___ PAGE ___

Okay, so we were so excited to take little L-man out in the snow. We thought it would be joyous and wonderful. In our new-parent visions of snow days, Levi would jump and frolic, making snowmen, snow balls and snow angels all morning long. Ahhh, but reality sets in when he only lasts 4 and 1/2 minutes and sits on the ground and cries as if we were torturing him. He did make one snow ball before he went into a full on meltdown. Here he is looking semi-happy.
So of course, the only option you have after being covered in snow against your will is to strip down to your diaper and snuggle with Dad!
And I had to add, that on this particular snow day, Levi decided to take up photography as a hobby. This is his first expression of himself through art:
So let me tell you about the best Super Bowl ever. As you may know, my father is a die-hard, sweat and tears, winning or losing, share-holding, cheese hat-wearing, green and gold Packer fan. Throughout the many years of disappointing football, he has supported them faithfully. Farve or no Farve, playoff games or epic fails, regardless of the climate of the NFL, my dad will not give up on the Pack. Never ever.
So of course, as you can assume, this was a big day for him. And we HAD to have a Super Bowl party. (Well actually we wanted to send him to the game SO BADLY. But 2200 dollars a seat just isn't realistic, Mr. Jones! It is outrageous. That's what it is) So because actually attending was just not going to happen, we decided to have a party at my parents house.
Now the back story. My in laws are die-hard Cowboy fans. We have watched games together before, and there was much trash-talk and gnashing of teeth. But we wanted so badly for all of the family to be together. So we set it up. We made it happen and my in-laws came ready to support my dad. They came through BEAUTIFULLY! At one point, the entire room was chanting "GO PACK GO!" I was so touched by how supportive they were of my dad and his team. I married into the BEST family in the world. Except maybe for the family Sean married into :) Here is a picture my mom took in the middle of the festivities.

___ SUPPLIED MATERIAL ___

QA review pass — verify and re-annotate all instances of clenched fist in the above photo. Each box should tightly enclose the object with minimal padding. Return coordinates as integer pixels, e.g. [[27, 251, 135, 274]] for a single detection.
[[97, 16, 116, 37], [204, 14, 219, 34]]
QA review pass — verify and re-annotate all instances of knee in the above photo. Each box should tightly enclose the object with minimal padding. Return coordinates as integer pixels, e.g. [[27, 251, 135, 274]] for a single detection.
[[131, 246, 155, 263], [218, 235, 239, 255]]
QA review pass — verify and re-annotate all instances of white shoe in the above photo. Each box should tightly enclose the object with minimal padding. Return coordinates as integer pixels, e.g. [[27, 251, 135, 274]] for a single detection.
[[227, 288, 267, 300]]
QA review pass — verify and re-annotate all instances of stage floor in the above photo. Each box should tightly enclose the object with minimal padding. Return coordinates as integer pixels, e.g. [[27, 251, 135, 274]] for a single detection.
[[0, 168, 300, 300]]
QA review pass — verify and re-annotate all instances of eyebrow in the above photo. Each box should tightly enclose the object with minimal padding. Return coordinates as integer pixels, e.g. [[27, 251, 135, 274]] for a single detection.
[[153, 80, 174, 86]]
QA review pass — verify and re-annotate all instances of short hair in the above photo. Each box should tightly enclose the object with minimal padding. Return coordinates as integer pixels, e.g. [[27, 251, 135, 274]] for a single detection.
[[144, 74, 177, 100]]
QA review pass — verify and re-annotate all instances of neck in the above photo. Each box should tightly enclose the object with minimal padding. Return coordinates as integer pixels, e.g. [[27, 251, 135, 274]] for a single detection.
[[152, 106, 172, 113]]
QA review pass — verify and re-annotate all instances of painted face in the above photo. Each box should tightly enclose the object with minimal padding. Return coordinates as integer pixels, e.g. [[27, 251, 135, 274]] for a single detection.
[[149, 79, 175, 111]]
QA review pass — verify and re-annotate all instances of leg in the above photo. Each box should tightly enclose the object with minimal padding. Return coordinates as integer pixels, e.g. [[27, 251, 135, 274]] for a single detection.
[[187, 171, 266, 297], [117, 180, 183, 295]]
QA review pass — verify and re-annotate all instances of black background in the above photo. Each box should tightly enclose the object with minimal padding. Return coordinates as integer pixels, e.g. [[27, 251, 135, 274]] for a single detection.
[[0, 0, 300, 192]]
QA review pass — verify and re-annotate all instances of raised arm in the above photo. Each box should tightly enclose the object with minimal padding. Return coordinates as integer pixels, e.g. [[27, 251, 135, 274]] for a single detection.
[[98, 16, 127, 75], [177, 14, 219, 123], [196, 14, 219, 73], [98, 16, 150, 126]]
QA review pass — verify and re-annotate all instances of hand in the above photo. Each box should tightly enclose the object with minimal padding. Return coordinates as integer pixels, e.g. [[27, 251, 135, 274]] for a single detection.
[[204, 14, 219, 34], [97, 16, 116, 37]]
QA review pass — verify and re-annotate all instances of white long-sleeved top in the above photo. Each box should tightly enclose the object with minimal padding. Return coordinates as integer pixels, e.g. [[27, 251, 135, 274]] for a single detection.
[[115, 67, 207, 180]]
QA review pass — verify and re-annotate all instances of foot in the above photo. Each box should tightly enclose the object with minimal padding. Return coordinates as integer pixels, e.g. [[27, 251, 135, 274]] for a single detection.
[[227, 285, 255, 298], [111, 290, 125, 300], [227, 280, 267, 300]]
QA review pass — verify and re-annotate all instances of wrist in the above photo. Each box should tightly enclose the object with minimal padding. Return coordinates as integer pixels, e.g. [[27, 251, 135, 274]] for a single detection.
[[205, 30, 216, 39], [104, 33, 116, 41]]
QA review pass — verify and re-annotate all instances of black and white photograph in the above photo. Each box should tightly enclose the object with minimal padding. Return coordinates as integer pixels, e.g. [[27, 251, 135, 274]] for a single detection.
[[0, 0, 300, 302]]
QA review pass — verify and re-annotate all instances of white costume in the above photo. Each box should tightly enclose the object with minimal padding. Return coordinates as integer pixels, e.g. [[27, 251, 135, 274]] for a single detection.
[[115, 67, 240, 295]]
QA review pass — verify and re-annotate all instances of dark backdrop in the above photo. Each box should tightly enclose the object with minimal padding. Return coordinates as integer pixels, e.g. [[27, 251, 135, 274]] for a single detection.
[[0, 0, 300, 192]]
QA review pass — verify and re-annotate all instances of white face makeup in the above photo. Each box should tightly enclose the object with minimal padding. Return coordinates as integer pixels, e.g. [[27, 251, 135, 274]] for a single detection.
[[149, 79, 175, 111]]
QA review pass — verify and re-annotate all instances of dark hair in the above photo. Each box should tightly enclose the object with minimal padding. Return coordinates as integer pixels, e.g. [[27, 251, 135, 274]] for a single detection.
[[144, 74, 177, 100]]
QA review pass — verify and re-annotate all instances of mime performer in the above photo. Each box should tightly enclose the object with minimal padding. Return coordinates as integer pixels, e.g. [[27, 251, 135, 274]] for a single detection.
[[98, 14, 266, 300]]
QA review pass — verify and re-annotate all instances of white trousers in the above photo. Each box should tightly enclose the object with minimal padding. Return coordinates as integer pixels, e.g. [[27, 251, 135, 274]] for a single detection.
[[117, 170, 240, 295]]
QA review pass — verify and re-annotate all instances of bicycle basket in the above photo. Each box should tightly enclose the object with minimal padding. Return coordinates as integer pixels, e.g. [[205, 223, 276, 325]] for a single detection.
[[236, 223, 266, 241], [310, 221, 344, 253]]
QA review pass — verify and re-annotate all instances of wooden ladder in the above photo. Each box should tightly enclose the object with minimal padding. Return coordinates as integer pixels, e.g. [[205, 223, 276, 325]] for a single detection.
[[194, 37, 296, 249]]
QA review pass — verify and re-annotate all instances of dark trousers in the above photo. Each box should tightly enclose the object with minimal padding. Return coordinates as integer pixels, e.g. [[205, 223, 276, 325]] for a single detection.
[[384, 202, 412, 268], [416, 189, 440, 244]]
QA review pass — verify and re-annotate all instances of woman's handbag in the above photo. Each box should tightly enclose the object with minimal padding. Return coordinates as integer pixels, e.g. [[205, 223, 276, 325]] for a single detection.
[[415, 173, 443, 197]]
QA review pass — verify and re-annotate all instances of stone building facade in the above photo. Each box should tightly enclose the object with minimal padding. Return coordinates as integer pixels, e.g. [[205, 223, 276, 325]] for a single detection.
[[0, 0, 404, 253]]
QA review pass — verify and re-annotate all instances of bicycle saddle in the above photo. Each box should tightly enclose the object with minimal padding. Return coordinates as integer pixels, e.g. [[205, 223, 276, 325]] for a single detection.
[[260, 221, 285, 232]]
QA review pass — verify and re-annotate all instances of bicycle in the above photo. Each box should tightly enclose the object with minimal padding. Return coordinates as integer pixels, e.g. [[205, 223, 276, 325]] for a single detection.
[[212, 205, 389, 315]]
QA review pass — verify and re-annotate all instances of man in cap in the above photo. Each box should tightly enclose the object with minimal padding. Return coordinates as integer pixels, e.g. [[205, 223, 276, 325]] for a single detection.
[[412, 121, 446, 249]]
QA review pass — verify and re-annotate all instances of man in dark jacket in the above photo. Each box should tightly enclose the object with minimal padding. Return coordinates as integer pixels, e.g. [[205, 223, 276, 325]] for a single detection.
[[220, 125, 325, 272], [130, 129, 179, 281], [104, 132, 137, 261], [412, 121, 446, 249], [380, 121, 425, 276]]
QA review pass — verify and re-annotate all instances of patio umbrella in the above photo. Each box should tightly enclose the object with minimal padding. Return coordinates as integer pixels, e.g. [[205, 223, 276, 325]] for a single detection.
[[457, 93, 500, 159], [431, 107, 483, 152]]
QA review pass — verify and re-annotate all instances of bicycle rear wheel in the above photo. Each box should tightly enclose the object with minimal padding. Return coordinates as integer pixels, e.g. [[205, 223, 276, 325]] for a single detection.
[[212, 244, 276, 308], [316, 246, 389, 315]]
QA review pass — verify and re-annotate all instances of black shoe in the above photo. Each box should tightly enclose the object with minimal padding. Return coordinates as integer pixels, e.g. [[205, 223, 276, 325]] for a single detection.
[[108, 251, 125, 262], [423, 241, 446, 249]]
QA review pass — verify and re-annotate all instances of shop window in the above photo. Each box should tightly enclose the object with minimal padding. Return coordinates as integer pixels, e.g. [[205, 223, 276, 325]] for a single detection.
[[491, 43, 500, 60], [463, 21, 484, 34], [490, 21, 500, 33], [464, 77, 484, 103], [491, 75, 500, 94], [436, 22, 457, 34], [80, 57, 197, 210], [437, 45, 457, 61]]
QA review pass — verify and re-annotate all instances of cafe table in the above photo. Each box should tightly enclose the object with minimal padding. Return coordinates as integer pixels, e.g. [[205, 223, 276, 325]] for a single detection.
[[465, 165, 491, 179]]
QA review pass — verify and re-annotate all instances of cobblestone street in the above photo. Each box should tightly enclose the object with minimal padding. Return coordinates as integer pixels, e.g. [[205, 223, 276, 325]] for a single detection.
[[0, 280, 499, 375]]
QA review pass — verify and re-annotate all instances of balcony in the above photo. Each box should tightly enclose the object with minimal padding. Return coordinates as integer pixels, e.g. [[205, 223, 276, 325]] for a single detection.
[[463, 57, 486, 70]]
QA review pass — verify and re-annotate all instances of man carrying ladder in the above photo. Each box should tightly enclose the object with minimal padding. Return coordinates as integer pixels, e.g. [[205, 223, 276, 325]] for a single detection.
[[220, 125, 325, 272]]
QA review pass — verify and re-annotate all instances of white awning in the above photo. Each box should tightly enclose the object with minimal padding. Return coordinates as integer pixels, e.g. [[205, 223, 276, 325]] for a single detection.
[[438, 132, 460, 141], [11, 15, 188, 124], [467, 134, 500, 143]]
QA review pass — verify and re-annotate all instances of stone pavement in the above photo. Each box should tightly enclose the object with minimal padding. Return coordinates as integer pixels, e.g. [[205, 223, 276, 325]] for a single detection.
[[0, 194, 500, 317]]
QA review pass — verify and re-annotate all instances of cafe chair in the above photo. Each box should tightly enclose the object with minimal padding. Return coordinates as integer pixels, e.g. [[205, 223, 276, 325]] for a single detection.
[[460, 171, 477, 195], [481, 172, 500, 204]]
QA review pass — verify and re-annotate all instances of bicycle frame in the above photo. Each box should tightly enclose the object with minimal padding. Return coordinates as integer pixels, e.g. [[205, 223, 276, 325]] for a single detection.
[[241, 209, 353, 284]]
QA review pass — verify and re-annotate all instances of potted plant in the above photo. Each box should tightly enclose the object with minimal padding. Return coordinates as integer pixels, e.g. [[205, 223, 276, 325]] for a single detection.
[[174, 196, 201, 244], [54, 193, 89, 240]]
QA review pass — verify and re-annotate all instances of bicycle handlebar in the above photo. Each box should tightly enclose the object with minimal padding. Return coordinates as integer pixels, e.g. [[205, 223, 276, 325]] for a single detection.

___

> [JOB 1]:
According to the family blog post, how long did Levi last outside in the snow?
> [JOB 2]:
Summarize the family blog post in two sentences.
> [JOB 3]:
Write the next part of the family blog post, picking up after its final sentence.
The records are material separate from the family blog post.

> [EXPECTED OUTPUT 1]:
He lasted only 4 and 1/2 minutes.

> [EXPECTED OUTPUT 2]:
Levi's first outing in the snow lasted only 4 and 1/2 minutes, and he made a single snow ball before a full meltdown. For the Super Bowl, the family held a party at the parents' house for the writer's devoted Packer-fan father, and the in-laws, who are Cowboy fans, supported him so fully that the whole room chanted "GO PACK GO!"

> [EXPECTED OUTPUT 3]:
And here's a secret: I am so relieved that the Pack came through, because I think my father would have imploded and caused a giant black hole in the universe had the outcome been different. More than once I thought we were doomed. Ahhh, but if for grace!
And of course, Micah and Levi could care less about the game, but they learned so much about sharing! Oh, isn't it fun to teach your children how to share? Man. We are sinful and selfish from birth, for sure. But how deep is the Father's mercy! Here they are reading a book together. Love. Them.
Also, my sweet baby nephew Judah was dedicated to the Lord by his precious parents last Sunday. They were asked to choose "Godly influences" for their children, somewhat similar to a God parent. These people were committing to praying for the child and influencing them throughout their lives for the Gospel. I was honored, and humbled to stand on stage and make that commitment to my sister, brother in law and sweet baby Judah. We also got to pray over him. What an honor. Mmmm.
As for me, I am being refined. And it is powerful, and painful, and wonderful. I feel like the Lord has put two words heavy on my heart lately, and working through them has been difficult and freeing.
The first thing I feel like He is putting before me is humility. So many verses of Scripture jumped out at me as I read, calling me to humility. At first I was confused, because I understood humility as the opposite of pride. And my understanding of pride was that the prideful think they are more important, or better than everyone else. And that isn't me. If anything, I think EVERYONE is better than me. My insecurities consume me sometimes. They affect how I dress, how I behave, even how I worship sometimes. So surely I don't struggle with pride.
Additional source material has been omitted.